(Input rows)
_ _ _

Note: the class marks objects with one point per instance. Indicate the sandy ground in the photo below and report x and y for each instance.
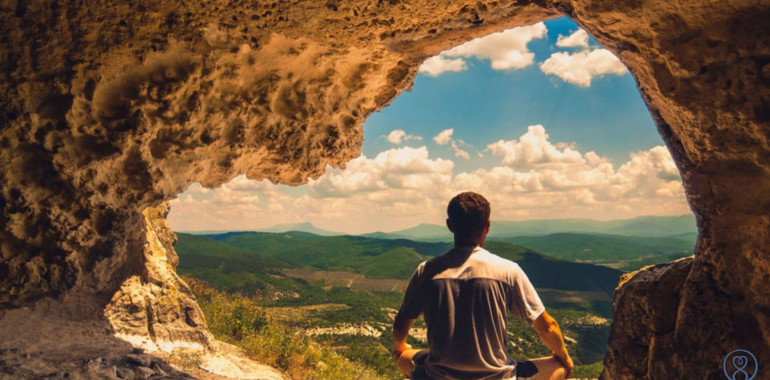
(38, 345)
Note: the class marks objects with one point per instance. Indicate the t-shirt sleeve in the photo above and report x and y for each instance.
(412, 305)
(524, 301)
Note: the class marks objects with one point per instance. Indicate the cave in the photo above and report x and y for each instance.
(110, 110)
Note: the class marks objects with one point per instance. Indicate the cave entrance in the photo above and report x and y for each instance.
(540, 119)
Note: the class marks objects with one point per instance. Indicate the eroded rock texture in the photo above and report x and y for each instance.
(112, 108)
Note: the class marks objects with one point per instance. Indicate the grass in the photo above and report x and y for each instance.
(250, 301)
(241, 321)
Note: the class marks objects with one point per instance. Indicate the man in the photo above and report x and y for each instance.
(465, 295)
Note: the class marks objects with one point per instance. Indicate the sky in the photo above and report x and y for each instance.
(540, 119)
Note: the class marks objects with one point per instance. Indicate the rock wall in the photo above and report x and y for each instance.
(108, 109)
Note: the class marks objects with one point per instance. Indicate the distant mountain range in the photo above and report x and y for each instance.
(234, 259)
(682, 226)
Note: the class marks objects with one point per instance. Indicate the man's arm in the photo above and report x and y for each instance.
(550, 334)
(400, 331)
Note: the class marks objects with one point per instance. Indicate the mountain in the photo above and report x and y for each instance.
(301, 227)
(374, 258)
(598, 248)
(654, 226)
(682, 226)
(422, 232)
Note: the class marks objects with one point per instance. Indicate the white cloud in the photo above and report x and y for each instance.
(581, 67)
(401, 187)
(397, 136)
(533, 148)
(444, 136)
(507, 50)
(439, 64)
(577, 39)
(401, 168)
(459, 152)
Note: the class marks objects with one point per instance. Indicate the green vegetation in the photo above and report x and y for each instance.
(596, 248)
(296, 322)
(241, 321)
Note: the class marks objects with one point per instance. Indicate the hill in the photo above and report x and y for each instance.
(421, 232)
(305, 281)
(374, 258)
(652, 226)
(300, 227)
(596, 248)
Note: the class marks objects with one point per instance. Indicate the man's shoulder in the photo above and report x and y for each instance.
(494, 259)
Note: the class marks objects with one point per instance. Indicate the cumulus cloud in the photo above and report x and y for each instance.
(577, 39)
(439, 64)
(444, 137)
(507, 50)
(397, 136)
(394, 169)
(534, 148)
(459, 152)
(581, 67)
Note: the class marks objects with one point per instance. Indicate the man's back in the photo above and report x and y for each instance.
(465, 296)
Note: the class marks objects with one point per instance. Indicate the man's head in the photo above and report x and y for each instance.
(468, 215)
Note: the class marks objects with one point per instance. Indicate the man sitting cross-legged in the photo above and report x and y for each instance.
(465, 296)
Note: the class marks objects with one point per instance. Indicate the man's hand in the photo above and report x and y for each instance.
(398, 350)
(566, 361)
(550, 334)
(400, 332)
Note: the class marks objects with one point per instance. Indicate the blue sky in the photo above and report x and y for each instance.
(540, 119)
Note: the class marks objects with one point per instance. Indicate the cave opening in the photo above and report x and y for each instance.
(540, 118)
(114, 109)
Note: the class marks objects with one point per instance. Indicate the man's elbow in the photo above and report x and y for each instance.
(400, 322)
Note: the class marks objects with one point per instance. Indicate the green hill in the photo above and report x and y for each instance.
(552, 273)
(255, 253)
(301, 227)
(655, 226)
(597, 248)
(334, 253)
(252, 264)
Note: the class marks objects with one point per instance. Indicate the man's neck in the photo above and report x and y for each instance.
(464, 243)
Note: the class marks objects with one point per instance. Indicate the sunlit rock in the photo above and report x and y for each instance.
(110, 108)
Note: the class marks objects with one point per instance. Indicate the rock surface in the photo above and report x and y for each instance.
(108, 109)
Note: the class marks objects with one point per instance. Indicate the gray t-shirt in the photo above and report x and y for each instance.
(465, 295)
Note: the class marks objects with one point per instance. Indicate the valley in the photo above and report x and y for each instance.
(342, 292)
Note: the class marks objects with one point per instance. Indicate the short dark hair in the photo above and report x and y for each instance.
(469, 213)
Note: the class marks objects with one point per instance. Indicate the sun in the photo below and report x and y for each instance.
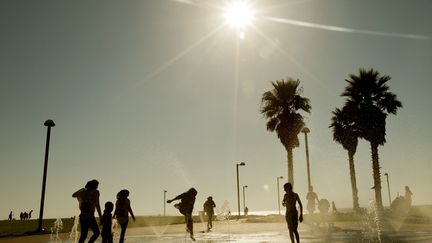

_ _ _

(What is being asked) Copy out all the entries exactly. Images stay out of the copy.

(Reply to the task)
Note: the class marks objects with one point per instance. Indicate the sandy ground in the photo below and report x and y for each instance.
(38, 345)
Note: the class marks objects with one point per instance. Indicate the t-shirt sleeve in the photo above and report x and y for each instance.
(412, 305)
(524, 301)
Note: the class marks objects with one point per instance. Indicate the cave in the photo above and report x and y for each instance.
(110, 110)
Note: the class marks objects with one point per instance. Indicate the cave entrance in the photo above and report x and y for each instance.
(540, 119)
Note: the class marks objects with one point per instance. Indicate the eroded rock texture in the photo above and report x and y for each instance.
(112, 108)
Note: the class marks objects with one point per instance. Indicate the grass in the photo above and report x and y for each instance.
(250, 301)
(241, 321)
Note: the class marks objects with one point per instance. Indicate the man in the photo above and report x and y for each instance.
(465, 295)
Note: the class marks objects with one point per instance. Indicate the sky in the photo above and report x and y for each instance.
(540, 119)
Note: the class marks objects with one point per instance. Indicate the rock wall in the photo above and report x and y for each instance.
(108, 109)
Note: the class marks objects with one point per instance. Indicate the distant mountain range in the photo above and report x and y for each instance.
(234, 259)
(682, 226)
Note: the class marks objects with one point per instance. Indicate the man's arm in the photo above and report x and y for each instance.
(550, 334)
(400, 331)
Note: the class marks objects with one point per instance. Indicate the mountain in the photo above and report x and y for each instance.
(301, 227)
(374, 258)
(598, 248)
(654, 226)
(682, 226)
(422, 232)
Note: the class marks objects with one point per instance. Indicate the white cloud in the photo above and report x and y for each instance.
(581, 67)
(401, 187)
(397, 136)
(533, 148)
(444, 136)
(507, 50)
(439, 64)
(577, 39)
(401, 168)
(459, 152)
Note: the class marks objects with one point per instance. Indicate the green vegetation in the photo above and report x and y for each instance.
(596, 248)
(296, 322)
(241, 321)
Note: the class marks objects with one point per instance. Indicate the hill in the photo above and report x and y for each instance.
(421, 232)
(305, 281)
(374, 258)
(652, 226)
(300, 227)
(596, 248)
Note: the class marks objects with one point per instance. Indicate the man's shoulder in the photo above and report x and y for each instance.
(494, 259)
Note: the class marks objects with one point per instance. Indicate the cumulus cloud in the photo above and report x and y for each instance.
(577, 39)
(439, 64)
(444, 137)
(507, 50)
(397, 136)
(394, 169)
(534, 148)
(459, 152)
(581, 67)
Note: the class marks objects with one point per instance. Indicate the man's back in the photo above and report x and y for each instance.
(465, 296)
Note: the class marks objects with one point per instance. Indicate the man's head in the photo above and report x and y for each instance.
(468, 215)
Note: the class marks objects with one point per instance. Indicate the man sitting cross-legged in the photo above and report x and y for each instance.
(465, 296)
Note: the class marks objects with one point per instance. Indicate the man's hand in the photo above and report x and y for each instance.
(398, 350)
(566, 361)
(550, 334)
(400, 332)
Note: the class marks objects with one point per instance. Indicate the blue sky in the photo above and report x and y for each instance.
(540, 119)
Note: the class marks objects with one point per instance. Indicate the cave opening in the photo above and report x and y for each instance.
(540, 118)
(114, 109)
Note: the class marks objects with one point per instance. Indicate the man's elbow in the photo above and report x and y for each instance.
(400, 322)
Note: the class marks objects with one point per instance. Indicate the green hill in the photo above and report x and y for each instance.
(552, 273)
(255, 253)
(301, 227)
(655, 226)
(597, 248)
(334, 253)
(252, 264)
Note: the class marks objects with one point per instance. Indicate the man's neck in the photo above and report x and y for each instance.
(464, 243)
Note: the class marks objects with one point per instance. Indicate the sunlit rock in the photo above and report x and y for each instance.
(110, 108)
Note: the class marks objects with one point per instance. Indicate the rock surface in the photo above and report x and y for each instance.
(108, 109)
Note: the class marks objects with one point per instance. Indicate the gray t-shirt in the photo above and report x and y for each instance.
(465, 295)
Note: the class marks objects with one point per instance. Indicate the valley in the photo above and report x and y for each instance.
(342, 292)
Note: the class marks objects with one point per instance. Indicate the short dark hair in the photo above and report x and y for each instance.
(469, 213)
Note: the class marks objects with one point per instance. Indicate the sun in the photo below and report x and y for each instance.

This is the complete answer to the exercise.